> Requirement: Locate every line in the data below that contains the word "tire", and copy each of those lines.

> Input:
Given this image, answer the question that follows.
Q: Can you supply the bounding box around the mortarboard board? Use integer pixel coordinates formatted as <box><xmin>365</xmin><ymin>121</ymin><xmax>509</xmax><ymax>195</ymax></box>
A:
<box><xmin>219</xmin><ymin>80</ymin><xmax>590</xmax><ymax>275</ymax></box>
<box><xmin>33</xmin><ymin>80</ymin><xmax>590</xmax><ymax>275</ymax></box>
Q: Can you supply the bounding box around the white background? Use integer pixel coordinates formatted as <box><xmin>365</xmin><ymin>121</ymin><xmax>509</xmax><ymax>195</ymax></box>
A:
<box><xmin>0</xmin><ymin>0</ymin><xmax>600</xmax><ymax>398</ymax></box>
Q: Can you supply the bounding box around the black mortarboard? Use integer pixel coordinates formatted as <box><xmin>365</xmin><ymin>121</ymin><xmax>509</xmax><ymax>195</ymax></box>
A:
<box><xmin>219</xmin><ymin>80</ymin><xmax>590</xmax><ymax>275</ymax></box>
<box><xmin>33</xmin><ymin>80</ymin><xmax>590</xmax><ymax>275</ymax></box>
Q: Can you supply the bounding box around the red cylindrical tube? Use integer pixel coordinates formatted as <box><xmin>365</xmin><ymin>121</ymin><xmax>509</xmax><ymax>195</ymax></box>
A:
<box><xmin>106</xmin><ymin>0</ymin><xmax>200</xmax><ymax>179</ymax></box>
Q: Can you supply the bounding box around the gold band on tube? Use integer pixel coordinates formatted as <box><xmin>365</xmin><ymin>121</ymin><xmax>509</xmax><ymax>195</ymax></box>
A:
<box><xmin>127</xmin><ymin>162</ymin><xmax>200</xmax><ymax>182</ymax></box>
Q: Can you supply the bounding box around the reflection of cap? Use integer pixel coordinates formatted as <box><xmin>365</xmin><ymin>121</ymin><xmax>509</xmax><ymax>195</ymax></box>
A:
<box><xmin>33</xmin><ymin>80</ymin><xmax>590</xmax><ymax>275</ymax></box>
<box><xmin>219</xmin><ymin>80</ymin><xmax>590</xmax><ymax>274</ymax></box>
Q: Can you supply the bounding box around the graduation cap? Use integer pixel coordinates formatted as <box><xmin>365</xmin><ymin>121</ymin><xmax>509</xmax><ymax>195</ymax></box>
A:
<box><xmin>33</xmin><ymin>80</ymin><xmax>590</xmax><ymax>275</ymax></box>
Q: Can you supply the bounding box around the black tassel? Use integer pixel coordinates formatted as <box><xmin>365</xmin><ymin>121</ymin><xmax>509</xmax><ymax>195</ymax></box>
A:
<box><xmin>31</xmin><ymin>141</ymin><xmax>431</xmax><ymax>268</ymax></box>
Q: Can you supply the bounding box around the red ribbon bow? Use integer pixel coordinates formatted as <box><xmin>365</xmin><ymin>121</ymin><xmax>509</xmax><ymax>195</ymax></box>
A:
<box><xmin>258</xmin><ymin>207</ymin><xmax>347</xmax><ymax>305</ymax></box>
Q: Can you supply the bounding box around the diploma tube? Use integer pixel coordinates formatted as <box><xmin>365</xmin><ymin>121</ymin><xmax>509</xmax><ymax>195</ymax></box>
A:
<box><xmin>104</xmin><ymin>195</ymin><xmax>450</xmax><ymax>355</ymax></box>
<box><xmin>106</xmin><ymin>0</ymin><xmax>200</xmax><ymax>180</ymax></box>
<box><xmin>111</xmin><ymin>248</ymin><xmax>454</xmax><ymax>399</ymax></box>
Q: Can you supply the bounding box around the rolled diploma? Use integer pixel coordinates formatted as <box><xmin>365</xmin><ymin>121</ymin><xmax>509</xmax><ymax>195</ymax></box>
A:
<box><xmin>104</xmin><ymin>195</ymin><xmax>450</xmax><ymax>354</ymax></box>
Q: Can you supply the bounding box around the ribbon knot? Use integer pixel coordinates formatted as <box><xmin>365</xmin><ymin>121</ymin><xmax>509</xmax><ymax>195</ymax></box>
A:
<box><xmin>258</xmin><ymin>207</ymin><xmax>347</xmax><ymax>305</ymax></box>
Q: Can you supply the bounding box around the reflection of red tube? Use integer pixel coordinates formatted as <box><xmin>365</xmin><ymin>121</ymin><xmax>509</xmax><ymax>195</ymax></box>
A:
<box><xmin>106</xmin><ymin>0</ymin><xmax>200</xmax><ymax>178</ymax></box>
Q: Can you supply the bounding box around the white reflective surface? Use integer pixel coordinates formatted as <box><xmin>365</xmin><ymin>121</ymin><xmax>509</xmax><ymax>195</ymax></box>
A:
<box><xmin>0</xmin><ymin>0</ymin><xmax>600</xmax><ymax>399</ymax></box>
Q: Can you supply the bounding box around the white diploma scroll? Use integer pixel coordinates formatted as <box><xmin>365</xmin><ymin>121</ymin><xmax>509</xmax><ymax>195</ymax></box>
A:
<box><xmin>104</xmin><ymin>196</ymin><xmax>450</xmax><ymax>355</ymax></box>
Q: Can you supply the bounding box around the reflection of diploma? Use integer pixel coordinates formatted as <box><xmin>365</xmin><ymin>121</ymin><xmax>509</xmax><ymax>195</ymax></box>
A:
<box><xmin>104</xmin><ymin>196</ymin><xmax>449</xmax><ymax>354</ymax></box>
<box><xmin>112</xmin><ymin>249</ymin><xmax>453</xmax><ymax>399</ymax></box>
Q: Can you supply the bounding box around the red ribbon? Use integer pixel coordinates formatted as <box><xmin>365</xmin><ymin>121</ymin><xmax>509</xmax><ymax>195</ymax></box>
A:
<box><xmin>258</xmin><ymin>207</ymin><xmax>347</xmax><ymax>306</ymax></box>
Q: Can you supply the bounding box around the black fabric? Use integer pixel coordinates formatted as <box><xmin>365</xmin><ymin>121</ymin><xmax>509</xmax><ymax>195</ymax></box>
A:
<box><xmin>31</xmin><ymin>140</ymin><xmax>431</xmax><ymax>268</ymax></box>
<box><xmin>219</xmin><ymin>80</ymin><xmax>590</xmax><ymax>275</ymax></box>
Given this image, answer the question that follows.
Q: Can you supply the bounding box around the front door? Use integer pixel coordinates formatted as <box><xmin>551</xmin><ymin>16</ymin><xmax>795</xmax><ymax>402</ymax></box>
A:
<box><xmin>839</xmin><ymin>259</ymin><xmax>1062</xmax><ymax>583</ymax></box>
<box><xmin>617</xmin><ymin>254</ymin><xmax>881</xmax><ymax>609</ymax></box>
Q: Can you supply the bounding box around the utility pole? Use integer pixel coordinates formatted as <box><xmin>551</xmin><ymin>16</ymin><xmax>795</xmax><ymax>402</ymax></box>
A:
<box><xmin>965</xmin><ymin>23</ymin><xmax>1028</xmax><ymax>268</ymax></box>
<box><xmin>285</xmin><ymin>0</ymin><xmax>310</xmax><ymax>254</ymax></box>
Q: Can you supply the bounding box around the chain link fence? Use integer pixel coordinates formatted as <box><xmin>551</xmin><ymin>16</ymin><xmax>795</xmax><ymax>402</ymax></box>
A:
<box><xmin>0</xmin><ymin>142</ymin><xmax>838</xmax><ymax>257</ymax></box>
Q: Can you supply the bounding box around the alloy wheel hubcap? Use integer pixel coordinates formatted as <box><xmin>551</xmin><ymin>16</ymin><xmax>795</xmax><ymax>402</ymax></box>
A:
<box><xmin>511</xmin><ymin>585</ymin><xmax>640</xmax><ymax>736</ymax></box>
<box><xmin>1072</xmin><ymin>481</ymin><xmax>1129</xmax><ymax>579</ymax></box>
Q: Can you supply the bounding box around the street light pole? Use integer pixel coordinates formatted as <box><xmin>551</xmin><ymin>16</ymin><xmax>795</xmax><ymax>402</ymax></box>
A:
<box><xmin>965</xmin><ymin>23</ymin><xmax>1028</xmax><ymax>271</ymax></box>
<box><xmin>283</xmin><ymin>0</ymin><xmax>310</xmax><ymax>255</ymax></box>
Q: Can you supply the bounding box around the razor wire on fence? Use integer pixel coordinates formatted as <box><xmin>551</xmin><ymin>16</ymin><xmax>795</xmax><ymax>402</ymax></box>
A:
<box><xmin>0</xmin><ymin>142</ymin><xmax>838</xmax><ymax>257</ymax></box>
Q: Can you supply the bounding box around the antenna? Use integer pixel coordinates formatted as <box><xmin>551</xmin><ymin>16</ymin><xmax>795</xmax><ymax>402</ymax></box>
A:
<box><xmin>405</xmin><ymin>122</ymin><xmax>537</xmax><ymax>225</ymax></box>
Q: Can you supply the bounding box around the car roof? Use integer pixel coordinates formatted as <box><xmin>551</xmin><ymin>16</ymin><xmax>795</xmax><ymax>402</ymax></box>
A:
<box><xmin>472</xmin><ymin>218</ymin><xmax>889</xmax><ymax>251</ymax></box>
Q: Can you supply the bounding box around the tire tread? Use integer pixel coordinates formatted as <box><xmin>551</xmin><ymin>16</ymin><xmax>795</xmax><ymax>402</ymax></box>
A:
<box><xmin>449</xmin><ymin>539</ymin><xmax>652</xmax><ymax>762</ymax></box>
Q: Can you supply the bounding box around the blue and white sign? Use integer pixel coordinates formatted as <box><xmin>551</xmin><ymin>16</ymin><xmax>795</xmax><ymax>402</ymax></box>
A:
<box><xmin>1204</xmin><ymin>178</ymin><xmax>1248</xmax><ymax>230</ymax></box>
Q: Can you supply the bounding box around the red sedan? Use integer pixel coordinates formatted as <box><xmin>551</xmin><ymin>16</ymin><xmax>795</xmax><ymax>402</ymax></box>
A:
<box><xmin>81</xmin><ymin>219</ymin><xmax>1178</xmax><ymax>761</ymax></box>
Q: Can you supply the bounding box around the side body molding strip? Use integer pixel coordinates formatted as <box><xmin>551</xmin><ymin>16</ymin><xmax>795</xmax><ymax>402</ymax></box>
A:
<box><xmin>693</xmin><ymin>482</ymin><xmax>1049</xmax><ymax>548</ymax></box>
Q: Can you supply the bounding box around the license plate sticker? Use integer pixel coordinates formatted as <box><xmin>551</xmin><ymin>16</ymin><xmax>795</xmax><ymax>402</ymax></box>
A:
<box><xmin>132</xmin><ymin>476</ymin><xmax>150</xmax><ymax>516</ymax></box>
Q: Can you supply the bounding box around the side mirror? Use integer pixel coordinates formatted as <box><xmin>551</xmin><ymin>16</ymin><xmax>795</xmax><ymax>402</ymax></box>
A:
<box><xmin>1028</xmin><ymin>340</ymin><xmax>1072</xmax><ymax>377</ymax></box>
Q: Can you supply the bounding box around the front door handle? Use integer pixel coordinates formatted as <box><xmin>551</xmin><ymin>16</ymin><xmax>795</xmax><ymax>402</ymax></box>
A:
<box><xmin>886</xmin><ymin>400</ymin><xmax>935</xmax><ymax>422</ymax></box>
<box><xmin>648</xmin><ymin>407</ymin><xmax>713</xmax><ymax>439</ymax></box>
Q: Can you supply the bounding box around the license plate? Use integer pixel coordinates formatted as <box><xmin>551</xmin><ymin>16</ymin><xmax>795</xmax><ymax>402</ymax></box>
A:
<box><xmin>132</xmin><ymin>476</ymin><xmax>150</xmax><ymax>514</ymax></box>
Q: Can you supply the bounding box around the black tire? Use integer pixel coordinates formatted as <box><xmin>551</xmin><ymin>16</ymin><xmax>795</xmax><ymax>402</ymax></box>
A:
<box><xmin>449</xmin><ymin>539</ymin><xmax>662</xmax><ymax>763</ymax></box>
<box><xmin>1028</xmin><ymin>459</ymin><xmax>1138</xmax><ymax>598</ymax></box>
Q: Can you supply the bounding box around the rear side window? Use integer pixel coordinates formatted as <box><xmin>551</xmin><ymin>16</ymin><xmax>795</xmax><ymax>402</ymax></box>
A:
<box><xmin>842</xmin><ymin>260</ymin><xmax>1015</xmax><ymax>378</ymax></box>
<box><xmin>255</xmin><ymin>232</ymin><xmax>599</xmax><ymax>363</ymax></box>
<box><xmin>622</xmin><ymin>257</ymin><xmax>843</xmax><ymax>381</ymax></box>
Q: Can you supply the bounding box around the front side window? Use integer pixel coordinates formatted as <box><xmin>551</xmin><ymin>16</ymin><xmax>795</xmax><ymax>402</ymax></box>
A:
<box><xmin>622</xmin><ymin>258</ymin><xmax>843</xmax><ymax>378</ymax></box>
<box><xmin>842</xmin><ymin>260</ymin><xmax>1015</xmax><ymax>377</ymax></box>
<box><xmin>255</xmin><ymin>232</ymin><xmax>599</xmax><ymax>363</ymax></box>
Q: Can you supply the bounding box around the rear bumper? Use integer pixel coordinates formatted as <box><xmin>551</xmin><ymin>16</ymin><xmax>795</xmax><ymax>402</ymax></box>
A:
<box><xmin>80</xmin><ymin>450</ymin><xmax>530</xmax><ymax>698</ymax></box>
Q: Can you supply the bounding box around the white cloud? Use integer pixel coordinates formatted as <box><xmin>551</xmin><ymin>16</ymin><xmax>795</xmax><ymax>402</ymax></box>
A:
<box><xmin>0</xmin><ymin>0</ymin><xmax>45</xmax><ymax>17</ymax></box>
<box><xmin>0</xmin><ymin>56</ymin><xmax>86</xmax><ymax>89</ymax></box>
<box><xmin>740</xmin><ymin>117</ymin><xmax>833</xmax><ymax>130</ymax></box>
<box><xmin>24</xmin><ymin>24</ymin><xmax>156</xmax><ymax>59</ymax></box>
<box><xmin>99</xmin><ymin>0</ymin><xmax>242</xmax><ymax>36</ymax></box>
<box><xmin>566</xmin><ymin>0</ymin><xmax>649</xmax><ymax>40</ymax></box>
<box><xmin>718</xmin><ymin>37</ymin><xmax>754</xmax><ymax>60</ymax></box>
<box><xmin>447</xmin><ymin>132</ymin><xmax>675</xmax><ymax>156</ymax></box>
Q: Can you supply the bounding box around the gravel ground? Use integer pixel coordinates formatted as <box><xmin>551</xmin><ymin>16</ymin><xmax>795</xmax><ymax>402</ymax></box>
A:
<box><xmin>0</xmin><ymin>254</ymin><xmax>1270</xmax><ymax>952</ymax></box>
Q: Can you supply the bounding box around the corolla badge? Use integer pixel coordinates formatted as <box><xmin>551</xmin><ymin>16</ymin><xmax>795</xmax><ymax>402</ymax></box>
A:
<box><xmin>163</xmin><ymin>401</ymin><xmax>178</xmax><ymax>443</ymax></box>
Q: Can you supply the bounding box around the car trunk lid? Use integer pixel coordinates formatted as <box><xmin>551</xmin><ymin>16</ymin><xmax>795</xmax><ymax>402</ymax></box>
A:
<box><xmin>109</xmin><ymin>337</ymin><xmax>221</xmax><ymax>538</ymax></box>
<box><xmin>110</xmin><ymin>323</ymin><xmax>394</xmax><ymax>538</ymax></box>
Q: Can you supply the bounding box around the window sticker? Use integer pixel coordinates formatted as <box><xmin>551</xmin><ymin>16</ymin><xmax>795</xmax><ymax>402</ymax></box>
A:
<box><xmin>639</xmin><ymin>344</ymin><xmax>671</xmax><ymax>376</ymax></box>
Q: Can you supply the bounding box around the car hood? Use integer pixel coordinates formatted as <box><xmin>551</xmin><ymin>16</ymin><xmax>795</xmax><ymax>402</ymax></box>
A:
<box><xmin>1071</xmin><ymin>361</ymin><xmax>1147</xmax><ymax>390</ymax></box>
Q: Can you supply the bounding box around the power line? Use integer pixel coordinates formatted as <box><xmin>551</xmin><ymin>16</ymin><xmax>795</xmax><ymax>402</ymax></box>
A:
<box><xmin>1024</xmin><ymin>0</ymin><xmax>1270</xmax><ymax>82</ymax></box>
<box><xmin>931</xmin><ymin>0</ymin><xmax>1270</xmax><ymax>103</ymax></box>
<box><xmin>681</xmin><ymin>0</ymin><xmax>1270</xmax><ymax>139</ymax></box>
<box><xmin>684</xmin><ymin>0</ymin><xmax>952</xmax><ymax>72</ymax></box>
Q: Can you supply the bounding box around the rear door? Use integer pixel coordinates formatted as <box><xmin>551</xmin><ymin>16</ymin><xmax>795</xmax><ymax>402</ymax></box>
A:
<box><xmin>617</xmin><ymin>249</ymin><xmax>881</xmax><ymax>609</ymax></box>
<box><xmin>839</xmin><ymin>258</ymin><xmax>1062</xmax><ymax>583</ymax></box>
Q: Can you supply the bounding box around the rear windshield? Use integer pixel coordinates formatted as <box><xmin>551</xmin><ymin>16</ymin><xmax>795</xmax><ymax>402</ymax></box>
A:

> Response to this task:
Q: Can you supply the bounding box around the tire tread? Use integer pixel coordinates formatted as <box><xmin>551</xmin><ymin>16</ymin><xmax>795</xmax><ymax>402</ymax></box>
Q: Can you supply the bounding box around the black tire? Use integer pixel coordinates formatted as <box><xmin>551</xmin><ymin>16</ymin><xmax>795</xmax><ymax>402</ymax></box>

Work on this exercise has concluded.